Source records

## START

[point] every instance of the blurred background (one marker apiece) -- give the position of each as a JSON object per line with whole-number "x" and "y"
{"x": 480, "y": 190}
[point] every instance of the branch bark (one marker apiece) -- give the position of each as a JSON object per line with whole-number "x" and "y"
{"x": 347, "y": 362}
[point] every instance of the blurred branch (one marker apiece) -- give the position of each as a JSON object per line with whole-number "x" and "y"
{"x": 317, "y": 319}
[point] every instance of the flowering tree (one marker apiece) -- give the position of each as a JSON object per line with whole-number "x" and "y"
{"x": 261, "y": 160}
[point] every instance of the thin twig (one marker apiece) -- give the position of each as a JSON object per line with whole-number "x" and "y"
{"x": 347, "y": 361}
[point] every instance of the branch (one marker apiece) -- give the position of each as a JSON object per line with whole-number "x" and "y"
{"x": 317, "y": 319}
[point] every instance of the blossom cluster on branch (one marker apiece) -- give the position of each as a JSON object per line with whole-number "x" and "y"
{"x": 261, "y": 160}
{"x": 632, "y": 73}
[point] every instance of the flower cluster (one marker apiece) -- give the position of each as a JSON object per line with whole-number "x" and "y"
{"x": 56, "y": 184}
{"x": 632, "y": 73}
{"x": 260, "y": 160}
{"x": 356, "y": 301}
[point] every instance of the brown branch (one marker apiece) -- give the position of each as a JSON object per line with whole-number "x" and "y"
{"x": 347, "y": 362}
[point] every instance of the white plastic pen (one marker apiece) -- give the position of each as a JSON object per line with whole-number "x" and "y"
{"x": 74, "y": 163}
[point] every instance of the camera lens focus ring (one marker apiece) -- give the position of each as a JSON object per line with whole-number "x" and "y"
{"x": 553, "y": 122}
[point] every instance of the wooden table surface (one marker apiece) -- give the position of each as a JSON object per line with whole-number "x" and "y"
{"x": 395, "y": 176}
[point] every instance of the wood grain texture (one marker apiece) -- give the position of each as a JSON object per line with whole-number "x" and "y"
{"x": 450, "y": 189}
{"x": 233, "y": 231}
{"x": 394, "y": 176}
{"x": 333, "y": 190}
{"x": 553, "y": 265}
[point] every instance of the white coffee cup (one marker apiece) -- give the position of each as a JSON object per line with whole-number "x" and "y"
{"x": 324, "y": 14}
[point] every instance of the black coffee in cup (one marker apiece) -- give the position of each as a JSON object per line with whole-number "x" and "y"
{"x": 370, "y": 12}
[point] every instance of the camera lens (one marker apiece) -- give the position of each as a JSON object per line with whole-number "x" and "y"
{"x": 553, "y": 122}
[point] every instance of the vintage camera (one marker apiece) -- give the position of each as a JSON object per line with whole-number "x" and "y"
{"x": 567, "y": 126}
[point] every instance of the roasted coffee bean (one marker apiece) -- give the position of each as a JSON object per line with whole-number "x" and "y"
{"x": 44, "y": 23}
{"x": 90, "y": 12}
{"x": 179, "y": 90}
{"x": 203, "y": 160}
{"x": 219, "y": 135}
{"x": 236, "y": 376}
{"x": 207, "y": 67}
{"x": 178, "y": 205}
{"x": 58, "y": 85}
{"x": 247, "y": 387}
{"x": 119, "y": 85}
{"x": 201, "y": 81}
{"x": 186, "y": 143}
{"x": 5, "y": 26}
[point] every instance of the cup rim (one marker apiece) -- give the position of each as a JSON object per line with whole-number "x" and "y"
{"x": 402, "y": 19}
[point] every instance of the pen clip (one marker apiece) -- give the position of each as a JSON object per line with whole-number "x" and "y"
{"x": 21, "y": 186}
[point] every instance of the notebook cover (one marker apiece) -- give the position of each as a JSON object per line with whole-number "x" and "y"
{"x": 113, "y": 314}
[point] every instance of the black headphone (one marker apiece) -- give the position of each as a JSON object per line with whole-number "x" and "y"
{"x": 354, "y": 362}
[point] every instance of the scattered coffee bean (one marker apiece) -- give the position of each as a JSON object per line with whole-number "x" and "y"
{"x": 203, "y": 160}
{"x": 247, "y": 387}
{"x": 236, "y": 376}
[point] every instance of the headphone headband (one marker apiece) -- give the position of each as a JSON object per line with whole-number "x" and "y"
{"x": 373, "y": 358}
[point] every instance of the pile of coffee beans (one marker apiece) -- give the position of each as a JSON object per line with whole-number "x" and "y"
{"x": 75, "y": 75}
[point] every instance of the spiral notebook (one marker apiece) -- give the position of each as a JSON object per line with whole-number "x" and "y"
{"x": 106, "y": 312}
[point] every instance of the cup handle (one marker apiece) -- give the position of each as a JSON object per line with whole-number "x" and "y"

## END

▸ **Task description**
Please restate the whole listing word for word.

▸ **Answer to this exercise**
[point] every instance of the blurred background (one marker apiece) -- give the position of each as a JSON object per line with whole-number "x" and "y"
{"x": 480, "y": 190}
[point] every instance of the branch bark (one marker apiece) -- give the position of each as a JSON object per line with whole-number "x" and "y"
{"x": 347, "y": 362}
[point] every instance of the blurred branch (one marker apiece) -- give the position of each as a JSON object per line with whole-number "x" and "y"
{"x": 317, "y": 319}
[point] every instance of the flowering tree (one marker apiece) -- give the position of each as a JSON object per line with whole-number "x" and "y"
{"x": 261, "y": 160}
[point] every instance of the thin twig (one marker apiece) -- give the position of each as a JSON object per line with whole-number "x" and "y"
{"x": 347, "y": 361}
[point] every instance of the branch (one marker apiece) -- give the position of each as a JSON object per line with whole-number "x" and "y"
{"x": 317, "y": 319}
[point] every instance of the blossom cluster on branch (one marker apiece) -- give the position of each as a JSON object per line with whole-number "x" and "y"
{"x": 261, "y": 160}
{"x": 632, "y": 73}
[point] every instance of the flower cluster (one marker apiece) -- give the position of each as a JSON object per line with whole-number "x" and "y"
{"x": 56, "y": 184}
{"x": 632, "y": 73}
{"x": 260, "y": 160}
{"x": 356, "y": 301}
[point] every instance of the brown branch (one marker apiece) -- give the position of each as a JSON object per line with whole-number "x" and "y"
{"x": 347, "y": 362}
[point] every instance of the white plastic pen (one marker apiece) -- give the position of each as a JSON object per line with whole-number "x" and "y"
{"x": 74, "y": 163}
[point] every instance of the camera lens focus ring (one marker apiece) -- give the position of each as a JSON object per line with whole-number "x" and "y"
{"x": 553, "y": 122}
[point] every instance of the wooden table surface (one marker apiece) -- give the position of each as a JSON object per line with whole-number "x" and "y"
{"x": 395, "y": 176}
[point] every instance of the wood grain texture (one marker apiece) -- give the position of each as a JSON object per line with whole-number "x" and "y"
{"x": 450, "y": 189}
{"x": 233, "y": 231}
{"x": 394, "y": 176}
{"x": 333, "y": 190}
{"x": 553, "y": 265}
[point] every instance of the white coffee cup (one marker apiece) -- give the position of each as a JSON object per line with whole-number "x" and "y"
{"x": 324, "y": 14}
[point] every instance of the black coffee in cup (one marker apiece) -- give the position of each as a JSON object per line with whole-number "x" and "y"
{"x": 370, "y": 12}
[point] every instance of the camera lens (one marker apiece) -- give the position of each as a JSON object per line with whole-number "x" and "y"
{"x": 553, "y": 122}
[point] every instance of the vintage camera (one marker apiece) -- give the position of each as a JSON object per line with whole-number "x" and "y"
{"x": 567, "y": 126}
[point] every instance of the roasted coffee bean (one marker apiece) -- give the position of each as a JSON object per line with whole-number "x" and "y"
{"x": 44, "y": 23}
{"x": 90, "y": 12}
{"x": 179, "y": 90}
{"x": 203, "y": 160}
{"x": 219, "y": 135}
{"x": 236, "y": 376}
{"x": 207, "y": 67}
{"x": 178, "y": 205}
{"x": 58, "y": 85}
{"x": 247, "y": 387}
{"x": 119, "y": 85}
{"x": 201, "y": 81}
{"x": 186, "y": 143}
{"x": 5, "y": 26}
[point] every instance of the cup rim (one marker apiece) -- give the position of each as a JSON object per line with whole-number "x" and "y"
{"x": 402, "y": 19}
[point] every instance of the pen clip (one marker apiece) -- give the position of each as a JSON object per line with whole-number "x" and "y"
{"x": 21, "y": 186}
[point] every instance of the notebook cover (one marker apiece) -- give the position of each as a JSON object per line with whole-number "x" and "y"
{"x": 113, "y": 314}
[point] every instance of the black headphone (one marker apiece) -- give the position of each as a JSON object per line with whole-number "x" and "y"
{"x": 354, "y": 362}
[point] every instance of the scattered coffee bean (one marker apiece) -- give the position of each as a JSON object per line with whole-number "x" and "y"
{"x": 203, "y": 160}
{"x": 247, "y": 387}
{"x": 236, "y": 376}
[point] every instance of the headphone headband (one marker apiece) -- give the position of each as a JSON object per line with whole-number "x" and "y"
{"x": 373, "y": 358}
[point] every instance of the pile of coffee beans (one marker apiece) -- give the position of each as a JSON object per line with whole-number "x" and "y"
{"x": 75, "y": 75}
[point] every instance of the spiral notebook (one marker apiece) -- give the position of each as a JSON object per line with whole-number "x" and "y"
{"x": 106, "y": 312}
[point] every instance of the cup handle (one marker apiece) -- give the position of each as a JSON object per line with whole-number "x" and "y"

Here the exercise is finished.